Task list =>
A. Retype the stretch of the OLL cheat sheet post from "2. You can rotate" through "OLL 'cheat sheet'.".
B. Pick up the forum post about the blank OLL algorithm cheat sheet after its last sentence and keep writing it.

Extract to read =>
-- Start --

# DIY OLL algorithm 'cheat sheet'



## pipkiksass (Mar 12, 2014)

I've been meaning to learn full OLL for months. A long time ago, I printed Bob Burton's and Badmephisto's algs. Some of them I liked, for others I found algs in the Wiki, or from various other sources. I found myself carrying around various folded pieces of paper, some with algs crossed out, or notes, or diagrams that didn't correspond to the angle from which I performed an alg...

Anyway, when an alg slips out of my mind, or I confuse it with another one, I can never remember where I found it. So I decided to create a blank OLL algorithm 'cheat sheet'. It's nothing special, just a Word document, so can be opened in Word, OpenOffice, Pages, etc.. 

The advantages:

1. You can print out a copy without algs, and write them in by hand, consolidating your favourite algs from the wiki, or your website(s) of choice

2. You can rotate the gifs easily (right click > rotate) to show the angle from which you perform the selected OLL

3. You can then update the document, rotating gifs and typing in the algs, for a personalised OLL 'cheat sheet'.

-- End --

Data section =>
-- Start --

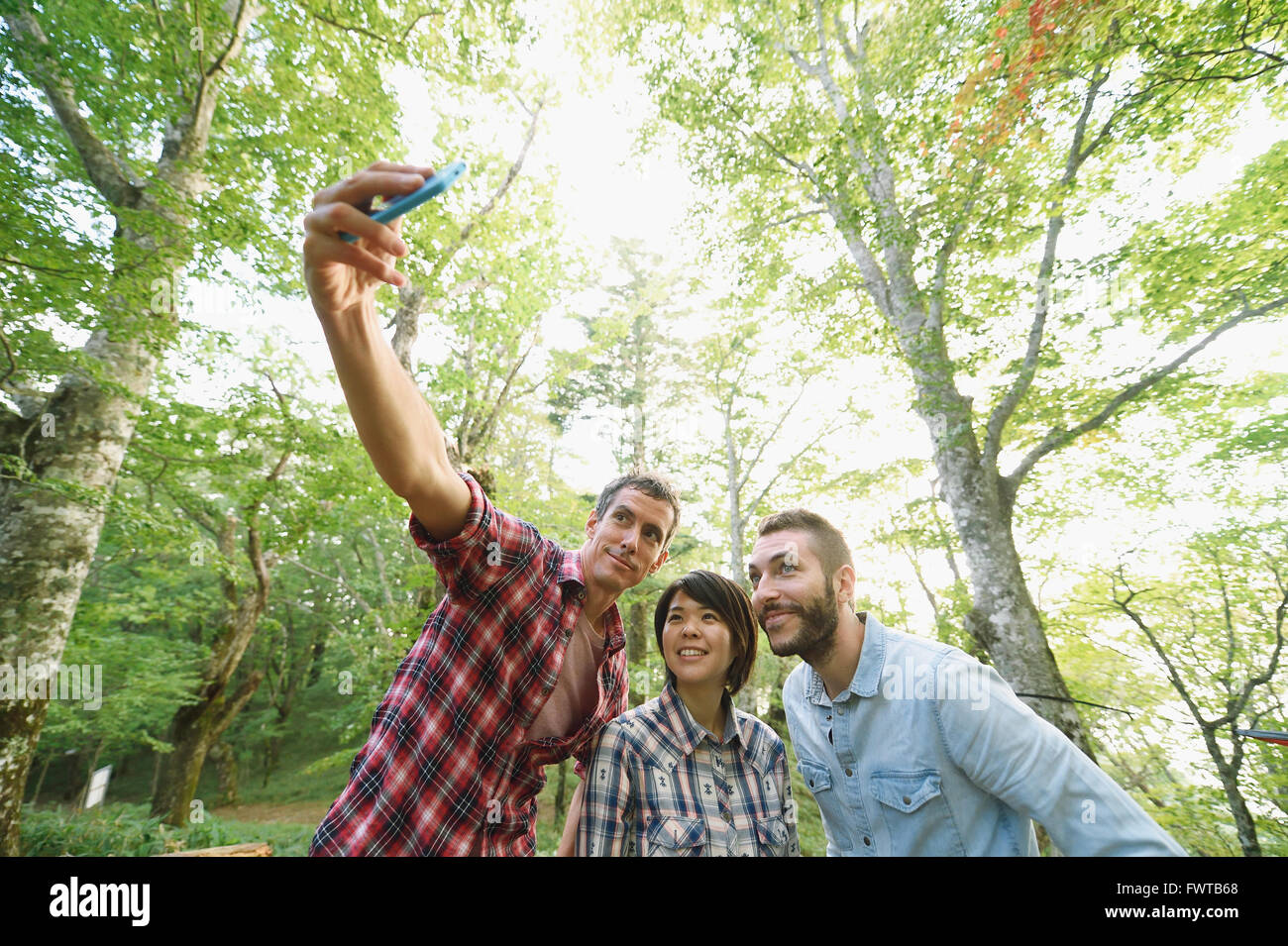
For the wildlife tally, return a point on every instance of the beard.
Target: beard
(815, 636)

-- End --

Answers for this exercise =>
A.
2. You can rotate the gifs easily (right click > rotate) to show the angle from which you perform the selected OLL

3. You can then update the document, rotating gifs and typing in the algs, for a personalised OLL 'cheat sheet'.

B.
Hope it's of some use to someone. 

View attachment Blank OLL Sheet.zip

Pip


----------



## MrDemir (Mar 12, 2014)

gj , thanks.


----------



## Nilsibert (Mar 12, 2014)

Too late, I already learned full OLL

Seriously though, good job on this! 
Learning full OLL is not as bad as you think btw. It took me a while to commit to it, but it's actually not too bad. There's still 2 that I always forget for some reason :/


----------



## pipkiksass (Mar 12, 2014)

Nilsibert said:


> Too late, I already learned full OLL
> 
> Seriously though, good job on this!
> Learning full OLL is not as bad as you think btw. It took me a while to commit to it, but it's actually not too bad. There's still 2 that I always forget for some reason :/



Yeah I know it's not too bad. 

There's 2 algs I use which have the same 5 move setup, and I'm forever confusing them because I have OLLs scribbled down all over the place, as I've learnt them so intermittently.

Gj on full OLL - I'll be joining you there soon!


----------



## Logiqx (Mar 12, 2014)

I hope you don't mind me dropping in on your post.

It's only a day or two since I finished my own DIY cheat sheet(s) for OLL. I wasn't planning to share them but they may be of interest to other people contemplating OLL. I wasn't really planning to learn OLL when I started cubing but I seem to change my mind a lot.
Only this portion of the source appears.